→ **Written problem**
You are to retype all of the data exactly as it appears.

Labeled-object pointing entries:
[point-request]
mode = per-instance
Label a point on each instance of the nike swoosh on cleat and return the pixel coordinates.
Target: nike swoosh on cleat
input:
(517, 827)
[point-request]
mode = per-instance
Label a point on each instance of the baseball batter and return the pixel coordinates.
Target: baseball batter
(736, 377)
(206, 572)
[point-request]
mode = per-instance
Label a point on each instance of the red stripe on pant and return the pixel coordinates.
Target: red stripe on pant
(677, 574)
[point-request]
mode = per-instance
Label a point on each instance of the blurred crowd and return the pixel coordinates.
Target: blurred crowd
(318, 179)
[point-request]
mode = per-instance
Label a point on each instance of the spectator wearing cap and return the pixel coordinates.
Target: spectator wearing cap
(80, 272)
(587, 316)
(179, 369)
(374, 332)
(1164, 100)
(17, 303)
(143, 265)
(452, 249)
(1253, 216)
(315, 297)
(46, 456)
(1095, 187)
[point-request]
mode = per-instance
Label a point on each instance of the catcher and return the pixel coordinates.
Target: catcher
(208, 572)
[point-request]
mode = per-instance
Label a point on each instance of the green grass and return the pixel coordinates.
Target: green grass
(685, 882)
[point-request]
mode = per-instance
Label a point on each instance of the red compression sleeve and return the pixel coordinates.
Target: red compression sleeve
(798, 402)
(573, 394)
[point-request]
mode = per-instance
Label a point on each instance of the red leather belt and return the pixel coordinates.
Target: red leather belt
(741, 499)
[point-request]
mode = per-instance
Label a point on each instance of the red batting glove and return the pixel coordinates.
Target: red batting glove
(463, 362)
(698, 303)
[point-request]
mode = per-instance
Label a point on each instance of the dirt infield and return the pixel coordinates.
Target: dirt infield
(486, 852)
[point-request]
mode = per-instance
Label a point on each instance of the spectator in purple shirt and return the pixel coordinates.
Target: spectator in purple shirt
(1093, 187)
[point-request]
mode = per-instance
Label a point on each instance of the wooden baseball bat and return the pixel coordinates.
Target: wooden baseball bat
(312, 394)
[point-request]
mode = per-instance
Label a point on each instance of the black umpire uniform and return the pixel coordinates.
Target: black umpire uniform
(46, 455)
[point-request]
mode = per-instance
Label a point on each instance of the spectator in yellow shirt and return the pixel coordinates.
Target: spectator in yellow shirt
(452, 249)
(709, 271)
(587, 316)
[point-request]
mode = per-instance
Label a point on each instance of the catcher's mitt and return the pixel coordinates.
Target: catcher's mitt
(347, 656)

→ **Exercise result**
[point-request]
mode = per-instance
Label a point on each instance of the nike swoosh on cleat and return the pixel coordinates.
Target: nike swoosh on cleat
input:
(517, 827)
[point-request]
mode = per-instance
Label a point on each instance of the baseball batter and return the pixel coordinates.
Target: baseball batter
(736, 377)
(206, 572)
[point-request]
mode = per-instance
Label a point on each instance of the red stripe on pant and return the pixel coordinates.
Target: red stripe on pant
(677, 574)
[point-request]
mode = per-instance
Label a point on each instance of the blurred crowd and return the pixel coordinates.
Target: blurred crowd
(318, 179)
[point-request]
mode = per-instance
Label a point on each instance of the spectator wearing cap and return the pixel coordinates.
Target: spectator wearing cap
(80, 272)
(587, 316)
(179, 369)
(374, 332)
(1164, 100)
(17, 303)
(143, 265)
(452, 249)
(1253, 216)
(315, 297)
(46, 456)
(1095, 187)
[point-request]
mode = per-instance
Label a point on each instance of the catcher and return the pixel coordinates.
Target: catcher
(208, 572)
[point-request]
mode = per-instance
Label a point on each instance of the green grass and return the pixel coordinates.
Target: green grass
(685, 882)
[point-request]
mode = per-instance
Label a point on each instance of the red compression sleeve and return the pixel coordinates.
Target: red compression sleeve
(798, 402)
(573, 394)
[point-request]
mode = per-instance
Label a point on each instance of the red leather belt and return the pixel coordinates.
Target: red leather belt
(741, 499)
[point-request]
mode = per-instance
Label a point on each instance of the red batting glove and return the pixel coordinates.
Target: red batting glove
(463, 362)
(698, 303)
[point-request]
mode = per-instance
Label a point on each instance of the dirt infield and return the pixel coordinates.
Target: dirt infield
(486, 852)
[point-request]
mode = per-instance
Label a point on each instance of the spectator in purple shirt and return the pixel coordinates.
Target: spectator in purple shirt
(1093, 187)
[point-request]
mode = per-instance
Label a point on each instance of the wooden baseball bat and return the pixel coordinates.
Target: wooden baseball bat
(312, 394)
[point-request]
mode = per-instance
Label a point on each instance of the black umpire uniform and return the pixel coordinates.
Target: black umpire uniform
(46, 455)
[point-request]
mode = per-instance
Label a point on each instance of the spectator in yellow shirt and return the pixel coordinates.
Target: spectator in yellow shirt
(452, 249)
(709, 271)
(587, 316)
[point-request]
mode = per-instance
Label a point on each instance of the catcher's mitt and return the pixel coordinates.
Target: catcher's mitt
(347, 656)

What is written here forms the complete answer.